**What the task requires**: In duplicating the lines below, keep every word unchanged and drop the pictures.

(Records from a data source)
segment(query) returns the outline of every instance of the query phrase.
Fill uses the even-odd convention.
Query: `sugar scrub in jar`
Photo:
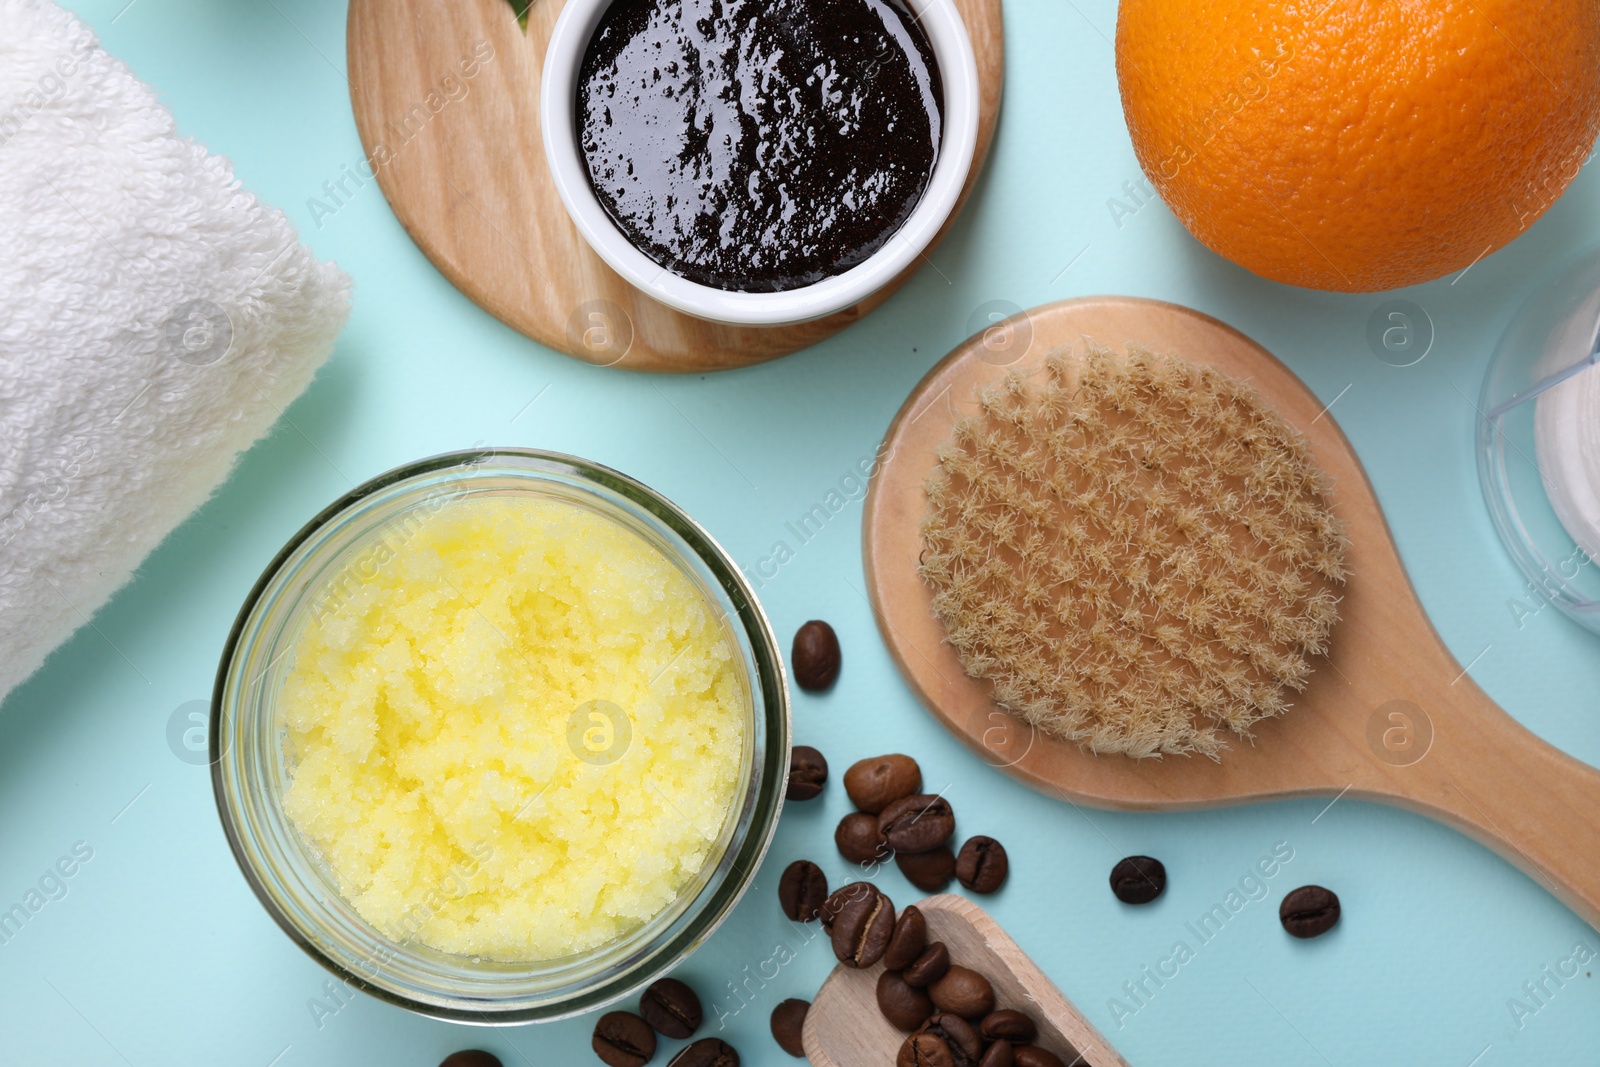
[[[721,612],[580,504],[462,495],[323,580],[278,697],[283,810],[385,937],[487,960],[616,940],[737,807]]]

**Answer space**:
segment(query) returns the outline of every instance of the query phrase.
Fill uses the even-odd convention.
Query: `sugar scrub in jar`
Photo:
[[[721,612],[580,504],[462,495],[323,580],[278,697],[283,810],[385,937],[487,960],[616,940],[737,807]]]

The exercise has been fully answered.